DO THIS: Copy out the lines of the listing below, from the line holding "class is tall" through the line holding "[131,0,592,114]", including both of those lines.

RECORDS SUPPLIED:
-=-=-
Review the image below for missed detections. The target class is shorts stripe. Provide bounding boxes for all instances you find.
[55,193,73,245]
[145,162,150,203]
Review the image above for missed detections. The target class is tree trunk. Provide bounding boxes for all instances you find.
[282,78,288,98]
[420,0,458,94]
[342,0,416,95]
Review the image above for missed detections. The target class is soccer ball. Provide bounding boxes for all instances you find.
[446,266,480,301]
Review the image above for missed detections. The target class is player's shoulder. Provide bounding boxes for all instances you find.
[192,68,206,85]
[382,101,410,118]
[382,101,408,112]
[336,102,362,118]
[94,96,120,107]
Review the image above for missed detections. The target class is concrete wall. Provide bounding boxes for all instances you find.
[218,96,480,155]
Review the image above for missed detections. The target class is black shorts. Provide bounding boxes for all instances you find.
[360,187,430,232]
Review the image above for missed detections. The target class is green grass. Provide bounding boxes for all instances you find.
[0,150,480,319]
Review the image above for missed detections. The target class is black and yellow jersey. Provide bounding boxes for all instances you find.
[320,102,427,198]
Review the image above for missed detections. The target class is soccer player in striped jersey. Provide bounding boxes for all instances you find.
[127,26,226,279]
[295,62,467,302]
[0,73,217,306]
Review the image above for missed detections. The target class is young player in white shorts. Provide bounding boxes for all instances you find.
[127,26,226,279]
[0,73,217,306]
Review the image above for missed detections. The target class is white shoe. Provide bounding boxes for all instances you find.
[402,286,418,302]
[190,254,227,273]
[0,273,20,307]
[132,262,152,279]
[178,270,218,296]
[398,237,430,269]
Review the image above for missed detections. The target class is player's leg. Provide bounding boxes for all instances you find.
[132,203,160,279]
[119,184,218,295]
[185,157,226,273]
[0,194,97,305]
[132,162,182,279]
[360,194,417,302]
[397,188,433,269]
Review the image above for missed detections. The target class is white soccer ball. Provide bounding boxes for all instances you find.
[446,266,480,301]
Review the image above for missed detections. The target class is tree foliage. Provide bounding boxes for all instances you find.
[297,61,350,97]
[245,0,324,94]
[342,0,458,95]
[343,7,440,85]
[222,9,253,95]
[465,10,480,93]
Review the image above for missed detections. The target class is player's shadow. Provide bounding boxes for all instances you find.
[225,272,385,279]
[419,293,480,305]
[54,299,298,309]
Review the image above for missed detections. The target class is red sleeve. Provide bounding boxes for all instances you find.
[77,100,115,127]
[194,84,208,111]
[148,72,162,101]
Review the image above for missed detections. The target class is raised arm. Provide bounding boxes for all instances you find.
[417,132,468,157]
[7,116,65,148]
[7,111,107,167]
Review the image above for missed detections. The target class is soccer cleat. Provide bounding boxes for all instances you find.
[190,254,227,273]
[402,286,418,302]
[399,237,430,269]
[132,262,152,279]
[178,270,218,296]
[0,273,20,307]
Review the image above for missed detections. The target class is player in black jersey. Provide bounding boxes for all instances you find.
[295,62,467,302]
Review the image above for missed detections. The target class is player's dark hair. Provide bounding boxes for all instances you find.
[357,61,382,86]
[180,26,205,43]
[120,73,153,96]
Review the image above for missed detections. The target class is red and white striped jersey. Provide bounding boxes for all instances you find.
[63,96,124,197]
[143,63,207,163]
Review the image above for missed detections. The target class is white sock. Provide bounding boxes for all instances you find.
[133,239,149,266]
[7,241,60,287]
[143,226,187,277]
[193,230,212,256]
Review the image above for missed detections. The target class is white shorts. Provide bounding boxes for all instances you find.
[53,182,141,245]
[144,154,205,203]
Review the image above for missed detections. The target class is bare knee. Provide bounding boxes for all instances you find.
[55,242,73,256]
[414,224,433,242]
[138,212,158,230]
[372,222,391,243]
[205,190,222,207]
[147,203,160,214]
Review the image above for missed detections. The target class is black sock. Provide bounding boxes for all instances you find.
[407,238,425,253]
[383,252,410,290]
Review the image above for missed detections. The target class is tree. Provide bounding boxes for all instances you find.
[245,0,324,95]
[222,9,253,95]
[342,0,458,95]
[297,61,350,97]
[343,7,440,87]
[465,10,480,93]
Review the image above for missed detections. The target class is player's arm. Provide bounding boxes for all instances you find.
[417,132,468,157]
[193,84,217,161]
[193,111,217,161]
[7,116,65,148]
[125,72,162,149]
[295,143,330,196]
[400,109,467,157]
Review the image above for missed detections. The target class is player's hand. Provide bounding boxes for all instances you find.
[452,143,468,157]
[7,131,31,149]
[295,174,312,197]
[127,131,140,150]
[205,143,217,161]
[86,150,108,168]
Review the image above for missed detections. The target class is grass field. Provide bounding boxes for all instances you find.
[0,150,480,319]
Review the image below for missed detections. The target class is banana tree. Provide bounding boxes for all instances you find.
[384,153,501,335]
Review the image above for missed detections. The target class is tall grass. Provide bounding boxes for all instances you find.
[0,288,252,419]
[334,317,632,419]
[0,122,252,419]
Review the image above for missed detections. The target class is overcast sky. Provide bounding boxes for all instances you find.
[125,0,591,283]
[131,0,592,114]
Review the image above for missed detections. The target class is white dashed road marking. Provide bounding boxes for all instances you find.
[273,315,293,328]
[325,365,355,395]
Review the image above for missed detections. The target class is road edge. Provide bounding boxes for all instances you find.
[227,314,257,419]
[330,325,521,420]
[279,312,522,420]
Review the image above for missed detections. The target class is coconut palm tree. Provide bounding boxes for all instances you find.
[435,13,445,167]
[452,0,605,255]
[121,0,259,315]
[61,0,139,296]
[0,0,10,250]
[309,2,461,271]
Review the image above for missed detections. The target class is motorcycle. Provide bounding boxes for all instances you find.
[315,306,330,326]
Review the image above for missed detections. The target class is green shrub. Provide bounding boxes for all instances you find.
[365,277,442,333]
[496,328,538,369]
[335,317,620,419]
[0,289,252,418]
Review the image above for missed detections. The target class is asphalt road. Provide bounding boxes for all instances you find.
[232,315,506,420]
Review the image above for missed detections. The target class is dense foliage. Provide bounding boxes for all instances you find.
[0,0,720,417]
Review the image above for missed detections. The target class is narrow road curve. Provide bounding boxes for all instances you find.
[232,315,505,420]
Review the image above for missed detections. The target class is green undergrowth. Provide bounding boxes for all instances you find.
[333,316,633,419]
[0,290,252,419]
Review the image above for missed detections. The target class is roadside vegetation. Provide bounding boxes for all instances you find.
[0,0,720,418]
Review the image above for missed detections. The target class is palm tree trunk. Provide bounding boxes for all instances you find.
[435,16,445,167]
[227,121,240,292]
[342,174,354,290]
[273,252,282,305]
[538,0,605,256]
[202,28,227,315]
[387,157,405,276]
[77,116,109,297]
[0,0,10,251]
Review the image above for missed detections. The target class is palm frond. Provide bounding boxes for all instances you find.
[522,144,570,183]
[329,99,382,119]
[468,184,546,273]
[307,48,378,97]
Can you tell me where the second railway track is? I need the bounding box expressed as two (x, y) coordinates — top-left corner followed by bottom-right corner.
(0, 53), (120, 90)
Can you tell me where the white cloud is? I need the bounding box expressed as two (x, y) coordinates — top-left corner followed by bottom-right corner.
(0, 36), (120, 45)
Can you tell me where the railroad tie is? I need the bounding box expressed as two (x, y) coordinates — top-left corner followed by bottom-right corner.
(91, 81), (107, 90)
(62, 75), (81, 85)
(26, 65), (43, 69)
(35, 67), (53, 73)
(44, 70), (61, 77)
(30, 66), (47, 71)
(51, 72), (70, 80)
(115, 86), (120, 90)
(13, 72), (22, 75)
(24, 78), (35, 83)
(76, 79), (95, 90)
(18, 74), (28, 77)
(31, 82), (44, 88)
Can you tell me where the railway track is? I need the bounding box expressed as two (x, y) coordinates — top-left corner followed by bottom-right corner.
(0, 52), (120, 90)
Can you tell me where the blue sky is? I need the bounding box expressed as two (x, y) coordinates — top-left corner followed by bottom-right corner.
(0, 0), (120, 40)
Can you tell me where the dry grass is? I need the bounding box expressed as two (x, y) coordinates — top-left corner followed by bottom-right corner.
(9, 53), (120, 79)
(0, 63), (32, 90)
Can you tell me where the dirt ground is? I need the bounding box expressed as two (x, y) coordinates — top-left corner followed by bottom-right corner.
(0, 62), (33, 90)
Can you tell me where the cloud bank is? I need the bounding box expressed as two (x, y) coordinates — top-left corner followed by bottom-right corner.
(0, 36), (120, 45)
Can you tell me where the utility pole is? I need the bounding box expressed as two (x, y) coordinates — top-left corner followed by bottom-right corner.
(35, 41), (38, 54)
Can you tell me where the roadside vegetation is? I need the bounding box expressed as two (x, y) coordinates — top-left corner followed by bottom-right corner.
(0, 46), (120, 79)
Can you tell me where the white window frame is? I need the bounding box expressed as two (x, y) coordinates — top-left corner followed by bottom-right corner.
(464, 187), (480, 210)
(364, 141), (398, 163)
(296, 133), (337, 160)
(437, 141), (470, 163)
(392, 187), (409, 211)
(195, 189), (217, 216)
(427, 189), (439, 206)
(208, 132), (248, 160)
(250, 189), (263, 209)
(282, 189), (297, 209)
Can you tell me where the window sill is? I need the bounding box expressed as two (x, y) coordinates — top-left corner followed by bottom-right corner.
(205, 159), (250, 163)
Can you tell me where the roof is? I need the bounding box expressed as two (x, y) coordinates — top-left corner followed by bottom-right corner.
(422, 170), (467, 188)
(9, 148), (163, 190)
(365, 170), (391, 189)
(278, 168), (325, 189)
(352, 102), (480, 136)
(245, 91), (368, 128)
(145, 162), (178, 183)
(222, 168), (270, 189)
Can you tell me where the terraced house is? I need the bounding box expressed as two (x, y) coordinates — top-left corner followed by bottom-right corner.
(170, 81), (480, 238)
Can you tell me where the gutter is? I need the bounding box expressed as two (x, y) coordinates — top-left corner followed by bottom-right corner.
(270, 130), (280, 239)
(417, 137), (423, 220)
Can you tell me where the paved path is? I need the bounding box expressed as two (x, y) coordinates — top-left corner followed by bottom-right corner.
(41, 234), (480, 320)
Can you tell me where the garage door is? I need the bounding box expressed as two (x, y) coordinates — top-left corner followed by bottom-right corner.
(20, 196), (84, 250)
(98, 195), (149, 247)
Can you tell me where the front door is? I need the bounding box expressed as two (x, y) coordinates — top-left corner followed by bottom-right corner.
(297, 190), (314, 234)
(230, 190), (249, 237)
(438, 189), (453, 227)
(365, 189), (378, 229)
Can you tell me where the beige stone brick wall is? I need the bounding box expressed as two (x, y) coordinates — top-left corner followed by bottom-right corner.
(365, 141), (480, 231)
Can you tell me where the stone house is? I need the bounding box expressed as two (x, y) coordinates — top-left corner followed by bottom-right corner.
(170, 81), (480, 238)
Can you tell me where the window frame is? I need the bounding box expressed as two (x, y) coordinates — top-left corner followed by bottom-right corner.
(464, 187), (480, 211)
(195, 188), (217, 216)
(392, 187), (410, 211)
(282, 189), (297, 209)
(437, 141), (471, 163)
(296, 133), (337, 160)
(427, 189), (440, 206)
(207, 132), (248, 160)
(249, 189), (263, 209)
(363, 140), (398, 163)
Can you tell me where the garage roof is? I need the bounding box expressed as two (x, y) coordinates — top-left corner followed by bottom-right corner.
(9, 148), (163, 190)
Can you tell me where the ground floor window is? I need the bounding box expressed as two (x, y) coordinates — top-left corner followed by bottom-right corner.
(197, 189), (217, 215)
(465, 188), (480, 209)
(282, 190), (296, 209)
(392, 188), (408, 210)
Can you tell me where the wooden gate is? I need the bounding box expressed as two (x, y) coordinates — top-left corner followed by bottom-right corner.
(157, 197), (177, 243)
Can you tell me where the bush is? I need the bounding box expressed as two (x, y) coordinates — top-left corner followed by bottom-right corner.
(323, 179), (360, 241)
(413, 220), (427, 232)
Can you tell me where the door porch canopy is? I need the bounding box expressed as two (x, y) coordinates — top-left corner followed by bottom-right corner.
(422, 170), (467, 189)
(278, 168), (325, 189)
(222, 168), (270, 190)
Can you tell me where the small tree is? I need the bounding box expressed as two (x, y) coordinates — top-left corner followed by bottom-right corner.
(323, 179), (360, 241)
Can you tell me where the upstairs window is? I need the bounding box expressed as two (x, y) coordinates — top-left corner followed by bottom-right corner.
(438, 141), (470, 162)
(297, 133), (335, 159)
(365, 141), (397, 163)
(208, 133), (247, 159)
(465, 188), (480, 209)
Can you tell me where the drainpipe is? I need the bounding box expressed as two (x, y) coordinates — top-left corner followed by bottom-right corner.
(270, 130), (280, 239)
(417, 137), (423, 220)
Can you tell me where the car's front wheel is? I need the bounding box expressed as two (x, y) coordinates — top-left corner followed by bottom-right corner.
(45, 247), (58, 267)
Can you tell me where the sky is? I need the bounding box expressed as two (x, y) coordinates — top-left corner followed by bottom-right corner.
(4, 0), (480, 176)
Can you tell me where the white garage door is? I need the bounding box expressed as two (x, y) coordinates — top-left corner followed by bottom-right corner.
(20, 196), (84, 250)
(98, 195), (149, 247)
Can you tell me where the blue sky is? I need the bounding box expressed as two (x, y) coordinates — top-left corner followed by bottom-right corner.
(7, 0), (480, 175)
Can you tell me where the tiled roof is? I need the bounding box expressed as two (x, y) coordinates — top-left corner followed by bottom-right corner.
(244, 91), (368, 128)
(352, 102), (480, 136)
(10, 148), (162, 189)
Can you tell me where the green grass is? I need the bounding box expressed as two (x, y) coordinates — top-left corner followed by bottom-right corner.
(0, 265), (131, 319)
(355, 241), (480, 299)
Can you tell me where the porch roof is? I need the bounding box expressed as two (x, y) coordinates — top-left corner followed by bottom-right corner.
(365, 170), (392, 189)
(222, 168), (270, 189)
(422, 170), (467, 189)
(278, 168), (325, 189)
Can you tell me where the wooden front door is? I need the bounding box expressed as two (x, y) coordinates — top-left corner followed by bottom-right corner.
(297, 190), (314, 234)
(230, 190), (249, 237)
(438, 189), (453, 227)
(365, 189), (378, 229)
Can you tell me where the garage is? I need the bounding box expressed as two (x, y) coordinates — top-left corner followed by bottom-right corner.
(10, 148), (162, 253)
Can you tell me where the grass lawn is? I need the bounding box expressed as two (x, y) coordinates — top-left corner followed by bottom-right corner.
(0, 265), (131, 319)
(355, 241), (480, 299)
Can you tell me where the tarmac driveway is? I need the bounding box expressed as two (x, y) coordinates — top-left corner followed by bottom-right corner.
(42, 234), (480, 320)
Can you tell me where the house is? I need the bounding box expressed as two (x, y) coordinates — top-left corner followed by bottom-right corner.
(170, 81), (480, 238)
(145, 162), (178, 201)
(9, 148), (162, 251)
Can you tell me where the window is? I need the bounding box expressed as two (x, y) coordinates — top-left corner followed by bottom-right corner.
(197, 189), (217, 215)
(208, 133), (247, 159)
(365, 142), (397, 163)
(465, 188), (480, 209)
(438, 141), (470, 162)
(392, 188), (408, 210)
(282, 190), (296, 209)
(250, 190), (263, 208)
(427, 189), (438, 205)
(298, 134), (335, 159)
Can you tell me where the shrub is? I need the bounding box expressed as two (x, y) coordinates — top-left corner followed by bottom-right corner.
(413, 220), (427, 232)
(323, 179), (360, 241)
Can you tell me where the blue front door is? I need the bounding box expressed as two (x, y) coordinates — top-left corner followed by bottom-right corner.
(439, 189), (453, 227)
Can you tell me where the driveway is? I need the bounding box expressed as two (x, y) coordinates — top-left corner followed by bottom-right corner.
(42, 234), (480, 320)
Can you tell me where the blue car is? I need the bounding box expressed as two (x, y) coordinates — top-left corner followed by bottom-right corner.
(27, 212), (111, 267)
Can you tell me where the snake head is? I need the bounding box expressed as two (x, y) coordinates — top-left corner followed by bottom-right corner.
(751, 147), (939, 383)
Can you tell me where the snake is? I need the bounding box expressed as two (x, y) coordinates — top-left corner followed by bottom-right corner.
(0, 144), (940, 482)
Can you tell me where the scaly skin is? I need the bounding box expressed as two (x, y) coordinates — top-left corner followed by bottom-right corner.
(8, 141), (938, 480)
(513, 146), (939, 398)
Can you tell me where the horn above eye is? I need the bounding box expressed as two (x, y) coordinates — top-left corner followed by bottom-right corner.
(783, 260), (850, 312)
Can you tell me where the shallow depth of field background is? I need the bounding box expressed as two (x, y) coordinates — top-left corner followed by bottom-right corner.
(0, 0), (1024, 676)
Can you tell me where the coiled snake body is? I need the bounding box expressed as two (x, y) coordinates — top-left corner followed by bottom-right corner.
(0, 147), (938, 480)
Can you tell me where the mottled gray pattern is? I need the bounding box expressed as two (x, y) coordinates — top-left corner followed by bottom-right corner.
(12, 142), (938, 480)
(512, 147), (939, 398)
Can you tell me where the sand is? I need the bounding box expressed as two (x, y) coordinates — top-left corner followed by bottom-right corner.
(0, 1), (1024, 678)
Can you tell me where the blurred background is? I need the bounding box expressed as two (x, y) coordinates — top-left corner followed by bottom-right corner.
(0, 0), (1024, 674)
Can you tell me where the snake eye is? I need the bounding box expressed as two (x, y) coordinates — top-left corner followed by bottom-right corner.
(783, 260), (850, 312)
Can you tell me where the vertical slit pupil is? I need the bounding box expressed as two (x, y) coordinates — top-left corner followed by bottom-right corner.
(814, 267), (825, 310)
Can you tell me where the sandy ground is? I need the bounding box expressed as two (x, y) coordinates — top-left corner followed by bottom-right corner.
-=-=-
FINISHED EXERCISE:
Review the image above for missed detections. The target class is tall grass. Provide bounding boxes for all instances you find.
[0,288,252,419]
[334,317,632,419]
[0,122,252,419]
Review the image above for missed detections. The target class is overcast sky. Provide bounding boxes for all instances you find.
[125,0,591,283]
[131,0,592,114]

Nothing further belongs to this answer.